* begin STORED DATA *

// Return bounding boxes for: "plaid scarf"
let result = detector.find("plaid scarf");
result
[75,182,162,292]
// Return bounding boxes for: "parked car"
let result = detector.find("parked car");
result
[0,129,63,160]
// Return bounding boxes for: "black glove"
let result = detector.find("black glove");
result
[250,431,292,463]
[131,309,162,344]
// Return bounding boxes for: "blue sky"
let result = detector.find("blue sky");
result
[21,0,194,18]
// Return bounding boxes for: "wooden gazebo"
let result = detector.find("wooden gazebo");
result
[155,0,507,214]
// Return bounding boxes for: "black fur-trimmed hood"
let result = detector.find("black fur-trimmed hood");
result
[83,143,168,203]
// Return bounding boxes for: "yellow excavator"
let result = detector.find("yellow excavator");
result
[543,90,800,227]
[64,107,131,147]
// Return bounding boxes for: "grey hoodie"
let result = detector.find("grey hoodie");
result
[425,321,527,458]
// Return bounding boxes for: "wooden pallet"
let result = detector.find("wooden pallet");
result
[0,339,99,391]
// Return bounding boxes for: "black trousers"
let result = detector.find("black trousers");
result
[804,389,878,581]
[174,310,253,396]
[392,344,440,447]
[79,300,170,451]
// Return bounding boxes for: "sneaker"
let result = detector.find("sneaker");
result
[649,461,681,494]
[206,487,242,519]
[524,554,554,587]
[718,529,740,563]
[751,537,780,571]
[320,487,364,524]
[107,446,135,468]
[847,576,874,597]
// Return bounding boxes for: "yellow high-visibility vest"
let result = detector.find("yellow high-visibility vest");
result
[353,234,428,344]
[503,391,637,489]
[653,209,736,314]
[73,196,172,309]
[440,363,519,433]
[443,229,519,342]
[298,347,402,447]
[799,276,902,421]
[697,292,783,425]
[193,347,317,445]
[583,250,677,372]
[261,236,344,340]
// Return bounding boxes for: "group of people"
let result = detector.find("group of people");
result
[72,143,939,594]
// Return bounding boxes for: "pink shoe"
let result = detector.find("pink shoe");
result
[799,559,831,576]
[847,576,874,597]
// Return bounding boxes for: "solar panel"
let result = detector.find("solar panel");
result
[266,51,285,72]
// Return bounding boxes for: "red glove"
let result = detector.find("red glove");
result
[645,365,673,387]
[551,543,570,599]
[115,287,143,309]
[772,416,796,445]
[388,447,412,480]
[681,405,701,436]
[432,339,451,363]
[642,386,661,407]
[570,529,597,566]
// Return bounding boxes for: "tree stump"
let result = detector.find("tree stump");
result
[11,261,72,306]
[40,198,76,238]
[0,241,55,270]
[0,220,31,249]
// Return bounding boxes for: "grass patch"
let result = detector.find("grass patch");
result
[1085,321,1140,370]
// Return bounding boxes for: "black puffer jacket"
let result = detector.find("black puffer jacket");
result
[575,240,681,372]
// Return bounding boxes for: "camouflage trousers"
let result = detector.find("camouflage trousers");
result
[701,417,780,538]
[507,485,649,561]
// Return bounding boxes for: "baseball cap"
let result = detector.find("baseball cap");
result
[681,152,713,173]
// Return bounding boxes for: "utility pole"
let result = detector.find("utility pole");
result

* end STORED DATA *

> [WRITTEN REQUEST]: Copy all of the data above, line for line, without changing a single character.

> [RESPONSE TO THE TASK]:
// Return bounding boxes for: "plaid scarf"
let result = detector.find("plaid scarf");
result
[75,182,162,292]
// Return bounding boxes for: "parked car"
let result = detector.find("parked car");
result
[0,129,63,160]
// Return bounding boxes for: "black glove"
let result = detector.find("black glove");
result
[250,431,292,463]
[131,309,162,344]
// Return bounding boxes for: "blue sky"
let result = detector.find("blue sky");
result
[21,0,194,18]
// Return bounding boxes for: "wooden gazebo"
let result = detector.find("wooden gazebo");
result
[155,0,507,214]
// Return bounding boxes for: "black fur-trimmed hood"
let result = detector.find("black fur-trimmed hood");
result
[83,143,168,203]
// Return bounding boxes for: "yellow excavator"
let result = detector.find("yellow excavator");
result
[543,90,800,227]
[64,107,131,147]
// Return bounding boxes for: "grey hoodie"
let result = detector.find("grey hoodie");
result
[425,321,527,458]
// Return bounding boxes for: "wooden pallet"
let result = detector.find("wooden pallet");
result
[0,339,99,391]
// Return bounding boxes for: "black trousers"
let result = detector.find("black trousers");
result
[804,389,878,581]
[174,310,253,396]
[392,344,440,447]
[79,300,170,451]
// Return bounding boxes for: "sneaker"
let result = detector.find("sneaker");
result
[649,461,681,494]
[206,487,242,519]
[524,554,554,587]
[718,529,740,563]
[751,537,780,571]
[320,487,364,524]
[107,446,135,468]
[847,576,874,597]
// Return bounding boxes for: "yellow high-visibility vest"
let result = detector.find("yellow high-visibility vest");
result
[353,234,428,344]
[503,391,637,489]
[653,209,736,314]
[73,196,172,309]
[440,363,519,433]
[443,229,519,342]
[298,347,402,447]
[799,276,902,421]
[697,292,783,425]
[193,347,317,445]
[583,250,677,372]
[261,236,344,340]
// Return bounding boxes for: "group of people"
let result = detector.find("group of people");
result
[72,143,939,594]
// Return bounding boxes for: "pink shoe"
let result = detector.find("pink shoe");
result
[799,559,831,576]
[847,576,874,597]
// Return bounding boxes for: "solar panel"
let result = detector.find("solar panel");
result
[266,51,285,72]
// Return bounding boxes for: "red glove"
let result = detector.find("red glove");
result
[645,365,673,387]
[551,543,570,599]
[115,287,143,309]
[772,416,796,445]
[388,447,412,480]
[681,405,701,436]
[432,339,451,363]
[642,386,661,407]
[570,529,597,566]
// Return bounding boxes for: "tree stump"
let result = detector.find("tree stump");
result
[11,261,72,306]
[40,198,76,238]
[0,241,55,270]
[0,220,31,249]
// Return bounding boxes for: "grass patch"
let result = detector.find("grass patch");
result
[1085,321,1140,370]
// Return bounding boxes for: "black puffer jacket"
let result = detector.find("black puffer jacket");
result
[575,240,681,372]
// Return bounding boxes for: "camouflage trousers"
let result = detector.find("camouflage trousers");
result
[701,417,780,538]
[507,485,649,561]
// Return bounding boxes for: "baseball cap"
let result = detector.find("baseball cap");
result
[681,152,713,173]
// Return bounding boxes for: "utility pole"
let result = detector.find("utility pole");
result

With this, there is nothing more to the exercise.